_Page text_:
The Geneseo Poet Society and the Department of English celebrated National Poetry Month with a reading on April 19. The event featured Buffalo area poets Ben Brindise, Justin Karcher, Megan Kemple and Aidan Ryan, who read pieces dealing with diverse topics ranging from grief to social justice.
Assistant professor of English Lytton Smith opened the reading, praising the performing poets for their excellence with both spoken-word and written poetry.
“There is a sense of energy, possibility and necessity [in their poetry], and especially now in America there’s a need for that,” Smith said.
Fiction and poetry writer Brindise was the first performer of the night. A teaching artist at the Buffalo Literacy Center, Brindise was voted Best Poet and Best Local Writer at the Best of Buffalo Artvoice Awards in 2015. He recently published his first spoken word chapbook, Rotten Kid—which is a collection of six poems and two short stories—with Ghost City Press. His writing has been featured in many publications, including Foundlings Poetry Magazine, Ghost City Review and Artvoice.
“Almost everything we write can be brought back to our environments, societies and experiences,” Brindise said.
His first poem of the night, also featured in Rotten Kid, was a beautiful piece that discussed growing up and making one’s mark on the world.
“You Became a Flower in the Most Poetic Way” and “To See Them Weightless” are products of new experimentations in Brindise’s writing—but all of his work deal with similar themes, including childhood trauma and imagination. He closed his portion of the reading with his final poem featured in Rotten Kid.
Playwright and poet Karcher followed Brindise’s performance. Karcher is the co-artistic director and playwright in residence at Theater Jugend in Buffalo. His recent works have been published in The Rain Party and Disaster Society and Funk Fiction.
During his performance, Karcher spoke with enthusiastic hand gestures, as he shared five poems with the audience, most of which included hilarious images. Karcher still, however, maintained a visceral and emotive quality throughout the reading.
Next was Kemple, a Just Buffalo Literary Center teaching artist. Her plays have been produced by Buffalo United Artists, American Repertory Theatre of Western New York, Road Less Traveled Productions and Niagara University. Additionally, Kemple’s poetry has appeared in Foundlings Poetry Magazine and Feminspire. She is also the author of two chapbooks, American Blasphemies and Accidental Intimacies.
Kemple shared four poems with the audience, including “The Birthday Card” and “America, My What Big Teeth You Have.” Her final poem discussed the Brock Turner sexual assault case. Kemple’s poems kept to a socially conscious motif, which was received with much approval.
The final poet of the night was writer and educator Aidan Ryan. Ryan, too, is a teaching artist at the Just Buffalo Writing Center and a co-editor of Foundlings Poetry Magazine. Ryan has had pieces published in various journals and magazines, including Octavius, The Sigma Tau Delta Rectangle and The Public.
Ryan shared eight poems at the reading, covering a wide range of topics, from office life to grief. He included poems from his book, Organizing Isolation, which will be released on Friday April 28. The entire work has no type, but is made of individually cut letters, showing that each poem has a different “voice.”
The reading was an inspiring success, which was evident in the silence that could be heard during the poets’ pauses between stanzas. The audience was captivated by their words and images—left unable to stop thinking about the power of poetry.

_Exercise 1_: According to the poetry reading article, which press published Brindise's chapbook Rotten Kid?
_Exercise 2_: From the poetry reading article, extract the passage between "Fiction and poetry" and "on the world.", inclusive.
These lines have no connection to the poetry reading article.

(Stored data entries)
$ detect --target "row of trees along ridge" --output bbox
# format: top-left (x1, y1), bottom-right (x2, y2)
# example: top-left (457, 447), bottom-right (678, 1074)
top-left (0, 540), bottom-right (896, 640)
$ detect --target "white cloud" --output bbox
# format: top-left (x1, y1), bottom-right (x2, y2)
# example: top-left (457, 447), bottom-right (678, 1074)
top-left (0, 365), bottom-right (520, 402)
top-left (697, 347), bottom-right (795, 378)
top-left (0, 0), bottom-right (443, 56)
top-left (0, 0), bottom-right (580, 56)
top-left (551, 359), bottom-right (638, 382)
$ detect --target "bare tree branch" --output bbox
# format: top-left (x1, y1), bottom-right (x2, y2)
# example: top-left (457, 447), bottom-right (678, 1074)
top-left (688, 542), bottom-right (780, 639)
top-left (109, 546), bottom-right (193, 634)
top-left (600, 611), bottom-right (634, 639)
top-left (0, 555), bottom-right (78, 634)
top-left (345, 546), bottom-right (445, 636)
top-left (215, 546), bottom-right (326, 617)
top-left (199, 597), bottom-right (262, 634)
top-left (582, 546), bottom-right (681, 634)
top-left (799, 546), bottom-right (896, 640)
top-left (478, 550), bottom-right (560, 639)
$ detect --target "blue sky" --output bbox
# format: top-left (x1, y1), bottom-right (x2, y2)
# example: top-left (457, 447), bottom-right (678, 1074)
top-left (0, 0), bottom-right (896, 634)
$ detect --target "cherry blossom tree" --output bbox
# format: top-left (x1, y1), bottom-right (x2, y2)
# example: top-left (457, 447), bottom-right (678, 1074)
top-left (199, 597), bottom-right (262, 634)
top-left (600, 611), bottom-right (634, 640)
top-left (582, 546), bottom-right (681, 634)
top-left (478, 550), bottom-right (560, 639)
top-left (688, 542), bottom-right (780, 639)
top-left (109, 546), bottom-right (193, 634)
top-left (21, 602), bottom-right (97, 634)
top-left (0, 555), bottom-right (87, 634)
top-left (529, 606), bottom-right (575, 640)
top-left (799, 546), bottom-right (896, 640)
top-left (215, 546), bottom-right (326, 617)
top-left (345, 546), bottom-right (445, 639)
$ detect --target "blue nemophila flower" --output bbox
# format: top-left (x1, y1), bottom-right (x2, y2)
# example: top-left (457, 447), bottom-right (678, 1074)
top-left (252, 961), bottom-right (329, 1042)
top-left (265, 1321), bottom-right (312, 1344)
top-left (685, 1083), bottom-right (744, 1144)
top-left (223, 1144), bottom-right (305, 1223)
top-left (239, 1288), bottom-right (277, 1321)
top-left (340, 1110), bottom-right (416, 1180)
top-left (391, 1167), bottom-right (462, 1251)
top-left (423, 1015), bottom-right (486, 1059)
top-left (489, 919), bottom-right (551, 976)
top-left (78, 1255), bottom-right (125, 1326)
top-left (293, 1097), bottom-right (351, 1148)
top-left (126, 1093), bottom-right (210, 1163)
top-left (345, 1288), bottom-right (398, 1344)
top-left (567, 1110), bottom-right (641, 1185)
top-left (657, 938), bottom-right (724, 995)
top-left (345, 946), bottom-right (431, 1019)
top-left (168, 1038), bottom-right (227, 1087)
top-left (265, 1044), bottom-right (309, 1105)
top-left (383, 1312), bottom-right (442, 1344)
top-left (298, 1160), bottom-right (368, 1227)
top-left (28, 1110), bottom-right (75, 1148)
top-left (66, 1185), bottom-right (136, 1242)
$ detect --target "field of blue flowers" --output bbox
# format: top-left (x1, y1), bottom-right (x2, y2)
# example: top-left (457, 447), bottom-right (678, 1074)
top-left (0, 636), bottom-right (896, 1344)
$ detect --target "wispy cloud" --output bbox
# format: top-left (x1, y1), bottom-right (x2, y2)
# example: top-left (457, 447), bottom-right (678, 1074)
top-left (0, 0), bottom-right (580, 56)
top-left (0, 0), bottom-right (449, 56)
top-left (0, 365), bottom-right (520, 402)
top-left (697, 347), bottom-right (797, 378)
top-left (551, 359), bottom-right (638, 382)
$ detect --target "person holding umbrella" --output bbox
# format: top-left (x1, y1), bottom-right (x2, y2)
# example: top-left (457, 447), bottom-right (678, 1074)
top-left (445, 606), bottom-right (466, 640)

_Written answer 1_: Ghost City Press

_Written answer 2_:
Fiction and poetry writer Brindise was the first performer of the night. A teaching artist at the Buffalo Literacy Center, Brindise was voted Best Poet and Best Local Writer at the Best of Buffalo Artvoice Awards in 2015. He recently published his first spoken word chapbook, Rotten Kid—which is a collection of six poems and two short stories—with Ghost City Press. His writing has been featured in many publications, including Foundlings Poetry Magazine, Ghost City Review and Artvoice.
“Almost everything we write can be brought back to our environments, societies and experiences,” Brindise said.
His first poem of the night, also featured in Rotten Kid, was a beautiful piece that discussed growing up and making one’s mark on the world.